* Vorliegende Zeilen *
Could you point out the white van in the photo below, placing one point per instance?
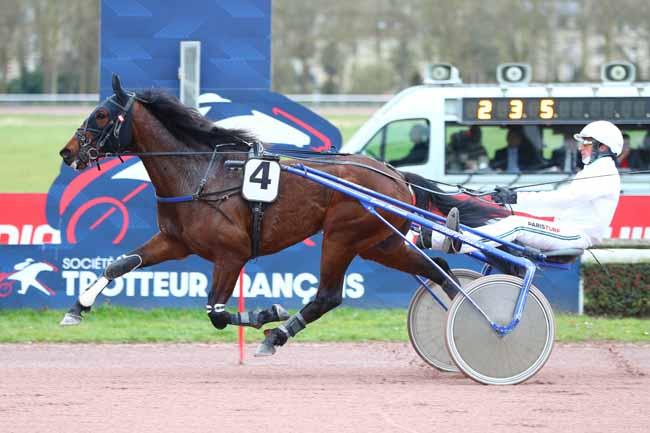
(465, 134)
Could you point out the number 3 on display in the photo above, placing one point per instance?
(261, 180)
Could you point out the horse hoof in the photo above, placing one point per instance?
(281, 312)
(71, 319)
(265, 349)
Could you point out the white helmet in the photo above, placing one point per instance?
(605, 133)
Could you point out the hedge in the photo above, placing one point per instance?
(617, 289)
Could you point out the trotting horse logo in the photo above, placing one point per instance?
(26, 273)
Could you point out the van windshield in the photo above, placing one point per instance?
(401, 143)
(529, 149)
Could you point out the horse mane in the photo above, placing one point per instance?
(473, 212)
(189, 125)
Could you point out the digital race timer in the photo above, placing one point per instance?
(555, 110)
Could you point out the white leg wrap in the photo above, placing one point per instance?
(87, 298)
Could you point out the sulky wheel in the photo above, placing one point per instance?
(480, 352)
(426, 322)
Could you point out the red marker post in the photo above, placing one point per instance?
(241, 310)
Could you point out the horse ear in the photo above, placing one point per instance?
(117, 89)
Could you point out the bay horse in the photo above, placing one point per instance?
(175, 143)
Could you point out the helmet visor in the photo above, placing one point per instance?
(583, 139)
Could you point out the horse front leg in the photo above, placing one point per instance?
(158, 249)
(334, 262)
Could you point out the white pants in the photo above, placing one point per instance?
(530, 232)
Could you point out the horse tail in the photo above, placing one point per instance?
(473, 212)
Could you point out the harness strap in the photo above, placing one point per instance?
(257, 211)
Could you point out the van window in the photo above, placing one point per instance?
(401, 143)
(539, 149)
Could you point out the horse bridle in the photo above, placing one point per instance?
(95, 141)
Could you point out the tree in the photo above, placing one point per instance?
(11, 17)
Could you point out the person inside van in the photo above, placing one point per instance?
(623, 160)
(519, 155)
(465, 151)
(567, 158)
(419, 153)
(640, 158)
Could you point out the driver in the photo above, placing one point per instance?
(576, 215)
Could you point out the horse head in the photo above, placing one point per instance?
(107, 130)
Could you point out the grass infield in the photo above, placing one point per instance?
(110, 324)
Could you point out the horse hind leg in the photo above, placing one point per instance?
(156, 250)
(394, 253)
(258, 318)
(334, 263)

==

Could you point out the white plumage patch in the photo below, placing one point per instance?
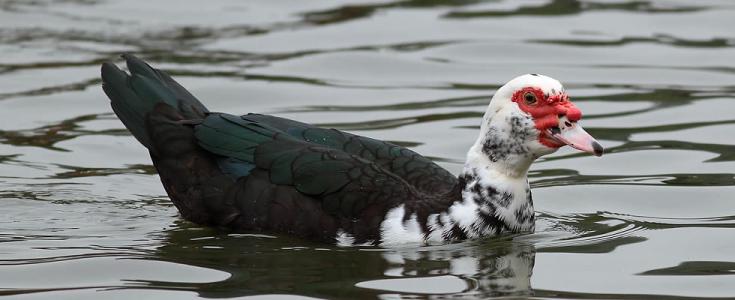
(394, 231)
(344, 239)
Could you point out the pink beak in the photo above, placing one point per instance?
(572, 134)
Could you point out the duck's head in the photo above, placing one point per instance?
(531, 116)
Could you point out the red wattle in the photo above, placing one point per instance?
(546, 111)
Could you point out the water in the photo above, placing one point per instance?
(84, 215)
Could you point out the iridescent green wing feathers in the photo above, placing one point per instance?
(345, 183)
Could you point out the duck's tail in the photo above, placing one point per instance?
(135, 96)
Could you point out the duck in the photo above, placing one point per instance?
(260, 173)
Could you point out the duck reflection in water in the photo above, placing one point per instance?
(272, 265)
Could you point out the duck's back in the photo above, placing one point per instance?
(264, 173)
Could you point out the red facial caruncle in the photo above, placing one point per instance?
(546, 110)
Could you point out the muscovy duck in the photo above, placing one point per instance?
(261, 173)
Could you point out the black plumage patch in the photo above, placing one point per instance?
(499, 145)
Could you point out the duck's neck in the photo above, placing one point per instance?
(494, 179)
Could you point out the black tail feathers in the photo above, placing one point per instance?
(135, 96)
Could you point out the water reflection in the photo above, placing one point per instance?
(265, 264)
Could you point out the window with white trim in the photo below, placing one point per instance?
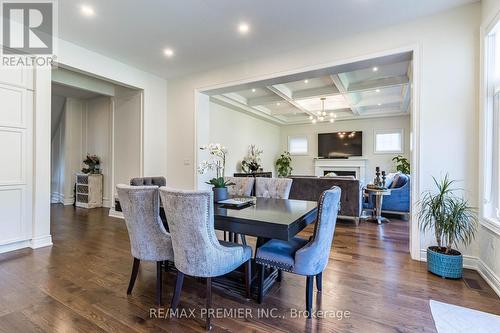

...

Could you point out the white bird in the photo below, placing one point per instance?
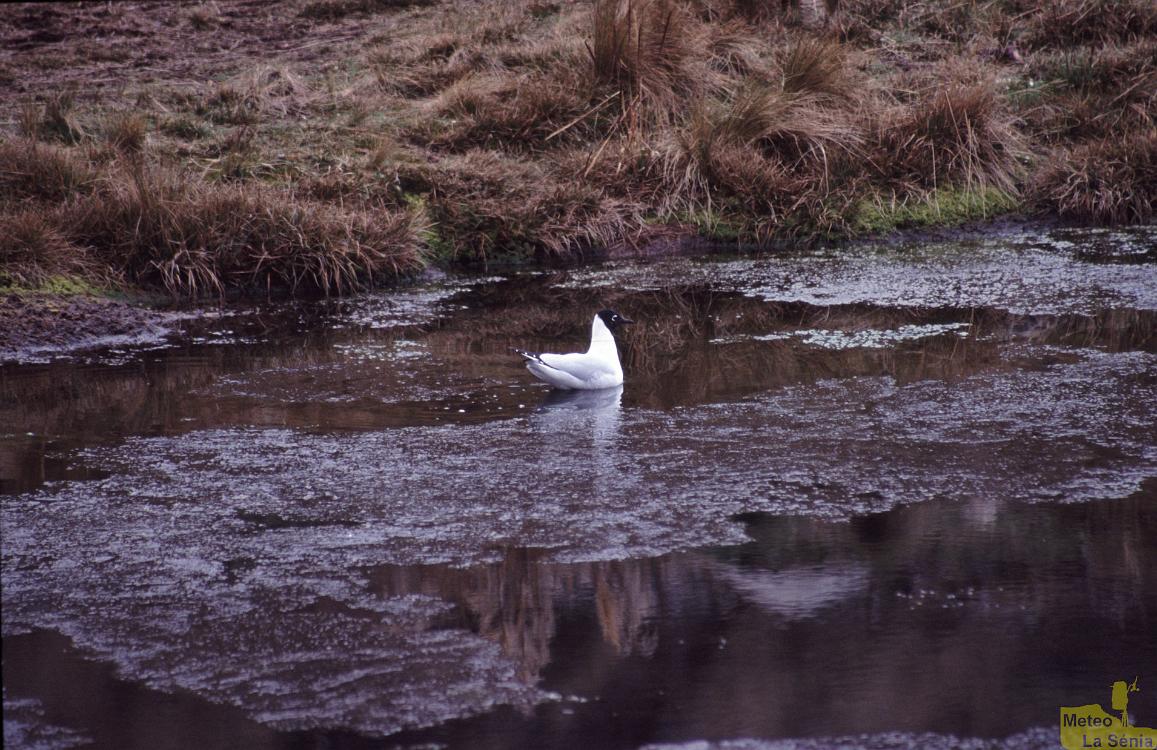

* Zu lösende Aufgabe *
Geben Sie die Zeilen ab der Zeile mit „Could you point out the duck reflection“ bis einschließlich der Zeile mit „Could you point out the window“ als Markdown-Tabelle mit den Spalten „Nummer“ und „Zeile“ wieder. Lassen Sie dabei Leerzeilen weg.

* Die Antwort *
| Nummer | Zeile |
|---|---|
| 1 | Could you point out the duck reflection in water in the photo above, placing one point per instance? |
| 2 | (272, 265) |
| 3 | Could you point out the duck's back in the photo above, placing one point per instance? |
| 4 | (264, 173) |
| 5 | Could you point out the red facial caruncle in the photo above, placing one point per instance? |
| 6 | (546, 110) |
| 7 | Could you point out the muscovy duck in the photo above, placing one point per instance? |
| 8 | (261, 173) |
| 9 | Could you point out the black plumage patch in the photo above, placing one point per instance? |
| 10 | (499, 145) |
| 11 | Could you point out the duck's neck in the photo above, placing one point per instance? |
| 12 | (494, 179) |
| 13 | Could you point out the black tail feathers in the photo above, placing one point per instance? |
| 14 | (135, 96) |
| 15 | Could you point out the water reflection in the photo above, placing one point per instance? |
| 16 | (265, 264) |
| 17 | Could you point out the window with white trim in the photo below, placing one point per instance? |